→ Problem to solve:
Render each line of the data below as one string in a JSON array, omitting any blank lines.

→ Stored entries:
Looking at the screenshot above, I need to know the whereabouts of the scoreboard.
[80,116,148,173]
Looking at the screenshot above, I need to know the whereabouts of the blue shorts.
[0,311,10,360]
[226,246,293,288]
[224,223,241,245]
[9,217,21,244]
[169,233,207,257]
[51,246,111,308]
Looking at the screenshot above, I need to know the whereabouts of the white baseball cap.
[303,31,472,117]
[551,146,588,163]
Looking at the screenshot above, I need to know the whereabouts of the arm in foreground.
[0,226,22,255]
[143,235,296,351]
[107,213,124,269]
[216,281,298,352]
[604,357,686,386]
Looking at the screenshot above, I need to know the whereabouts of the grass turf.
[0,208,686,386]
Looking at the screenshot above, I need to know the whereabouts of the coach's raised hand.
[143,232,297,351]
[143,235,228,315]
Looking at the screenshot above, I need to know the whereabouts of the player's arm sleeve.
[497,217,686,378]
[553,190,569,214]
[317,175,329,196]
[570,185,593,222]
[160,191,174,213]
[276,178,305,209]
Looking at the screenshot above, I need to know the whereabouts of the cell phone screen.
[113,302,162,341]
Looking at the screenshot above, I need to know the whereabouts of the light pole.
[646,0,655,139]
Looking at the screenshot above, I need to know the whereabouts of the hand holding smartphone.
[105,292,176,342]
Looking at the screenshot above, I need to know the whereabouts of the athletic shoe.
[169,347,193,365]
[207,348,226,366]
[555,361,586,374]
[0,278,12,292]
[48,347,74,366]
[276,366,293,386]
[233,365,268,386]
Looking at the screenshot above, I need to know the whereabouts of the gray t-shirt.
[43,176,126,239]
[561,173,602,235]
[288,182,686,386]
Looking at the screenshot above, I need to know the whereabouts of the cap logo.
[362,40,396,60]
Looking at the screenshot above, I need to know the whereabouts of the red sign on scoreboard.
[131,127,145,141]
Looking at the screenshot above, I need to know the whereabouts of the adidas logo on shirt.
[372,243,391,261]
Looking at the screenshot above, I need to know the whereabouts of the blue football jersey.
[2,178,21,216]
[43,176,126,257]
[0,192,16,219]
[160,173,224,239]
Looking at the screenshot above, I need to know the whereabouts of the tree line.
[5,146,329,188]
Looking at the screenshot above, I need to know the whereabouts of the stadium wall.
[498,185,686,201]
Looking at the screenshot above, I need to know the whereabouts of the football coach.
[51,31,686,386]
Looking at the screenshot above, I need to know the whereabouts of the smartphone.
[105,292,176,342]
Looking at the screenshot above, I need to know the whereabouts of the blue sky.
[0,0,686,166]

→ Exercise solution:
[
  "Looking at the screenshot above, I need to know the whereabouts of the scoreboard.",
  "[80,116,148,173]",
  "Looking at the screenshot above, I need to know the whereabouts of the blue shorts.",
  "[0,311,10,360]",
  "[226,246,293,288]",
  "[224,223,241,245]",
  "[9,217,21,244]",
  "[169,233,207,257]",
  "[51,246,111,308]",
  "Looking at the screenshot above, I need to know the whereabouts of the white baseball cap.",
  "[303,31,472,117]",
  "[551,146,588,163]",
  "Looking at the screenshot above, I need to know the whereabouts of the arm in foreground.",
  "[0,226,22,255]",
  "[143,235,296,351]",
  "[107,213,124,269]",
  "[216,281,298,352]",
  "[604,357,686,386]",
  "Looking at the screenshot above, I need to know the whereabouts of the grass turf.",
  "[0,208,686,386]",
  "Looking at the screenshot above, I need to know the whereabouts of the coach's raised hand.",
  "[143,232,297,351]",
  "[143,235,228,315]",
  "Looking at the screenshot above, I need to know the whereabouts of the player's arm sleeve.",
  "[497,217,686,378]",
  "[553,190,569,214]",
  "[317,175,329,196]",
  "[570,185,593,222]",
  "[160,191,174,213]",
  "[276,178,305,209]",
  "Looking at the screenshot above, I need to know the whereabouts of the cell phone screen.",
  "[113,302,162,341]",
  "Looking at the screenshot above, I need to know the whereabouts of the light pole.",
  "[646,0,655,139]",
  "Looking at the screenshot above, I need to know the whereabouts of the hand holding smartphone.",
  "[105,292,176,342]",
  "Looking at the screenshot above, I need to know the whereabouts of the athletic shoe.",
  "[169,347,193,365]",
  "[207,348,226,366]",
  "[555,361,586,374]",
  "[0,278,12,292]",
  "[48,347,74,366]",
  "[276,366,293,386]",
  "[233,365,268,386]",
  "Looking at the screenshot above, I need to know the whereabouts of the gray t-shirt.",
  "[43,176,126,239]",
  "[561,173,602,235]",
  "[288,182,686,386]",
  "Looking at the screenshot above, I need to know the whereabouts of the cap logo.",
  "[362,40,396,60]",
  "Looking at the screenshot above, I need to know the whereabouts of the red sign on scoreboard.",
  "[131,127,145,141]",
  "Looking at the screenshot above, I need to know the whereabouts of the adidas logo on shirt.",
  "[372,243,391,261]",
  "Looking at the screenshot above, I need to know the whereabouts of the blue football jersey.",
  "[2,178,21,216]",
  "[43,176,126,257]",
  "[0,192,16,219]",
  "[160,173,224,239]",
  "Looking at the screenshot above, I need to know the whereabouts of the tree line.",
  "[5,146,329,188]",
  "Looking at the screenshot above, I need to know the whereabouts of the stadium wall.",
  "[498,185,686,201]",
  "Looking at the screenshot above, I need to know the whereabouts of the football coach.",
  "[51,31,686,386]",
  "Looking at the screenshot above, I need to know the whereabouts of the smartphone.",
  "[105,292,176,342]",
  "Looking at the screenshot above, I need to know the whereabouts of the blue sky.",
  "[0,0,686,166]"
]